# [What to do]
Reproduce every one of the items below word for word, leaving out the pictures.

Rows from the dataset
## Begin

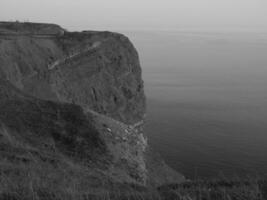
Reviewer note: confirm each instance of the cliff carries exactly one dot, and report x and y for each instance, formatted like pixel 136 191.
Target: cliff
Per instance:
pixel 72 105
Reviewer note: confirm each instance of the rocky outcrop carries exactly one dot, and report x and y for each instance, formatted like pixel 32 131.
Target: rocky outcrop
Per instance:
pixel 74 101
pixel 97 70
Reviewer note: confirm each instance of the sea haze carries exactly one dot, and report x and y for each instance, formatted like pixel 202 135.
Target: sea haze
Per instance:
pixel 207 100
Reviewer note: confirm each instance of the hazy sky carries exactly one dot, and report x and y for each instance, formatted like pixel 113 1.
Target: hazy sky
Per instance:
pixel 140 14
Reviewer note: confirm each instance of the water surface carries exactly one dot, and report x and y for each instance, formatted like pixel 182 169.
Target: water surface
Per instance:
pixel 207 100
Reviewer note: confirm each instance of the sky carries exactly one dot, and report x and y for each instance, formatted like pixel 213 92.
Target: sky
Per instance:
pixel 248 15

## End

# [Completed task]
Reviewer note: confirm each instance of the cliff carries exactly one dot, and report x and y for each instance, formatted like pixel 136 191.
Target: cliff
Per instance:
pixel 72 105
Reviewer note: confirm each instance of the rocky outcrop carries exactly one dot, and report x and y for each instance, formatted like pixel 32 131.
Target: rocky outcrop
Per instance:
pixel 74 101
pixel 97 70
Reviewer note: confirm each instance of the sea haze carries exactly one dot, and report x and y for each instance, formatted like pixel 202 135.
Target: sea haze
Per instance:
pixel 207 100
Reviewer note: confirm each instance of the hazy sky carries exactly one dot, and report x and y for each instance, formatted like pixel 113 1.
Target: hazy sky
Per instance:
pixel 140 14
Reviewer note: confirm each instance of the water surface carries exactly one dot, and report x and y for each instance, formatted like pixel 182 169.
Target: water surface
Per instance:
pixel 207 100
Reviewer note: confirm each instance of the sky carries exactly one dot, and report x and y for each instance, formatted like pixel 213 92.
Target: sky
Per instance:
pixel 248 15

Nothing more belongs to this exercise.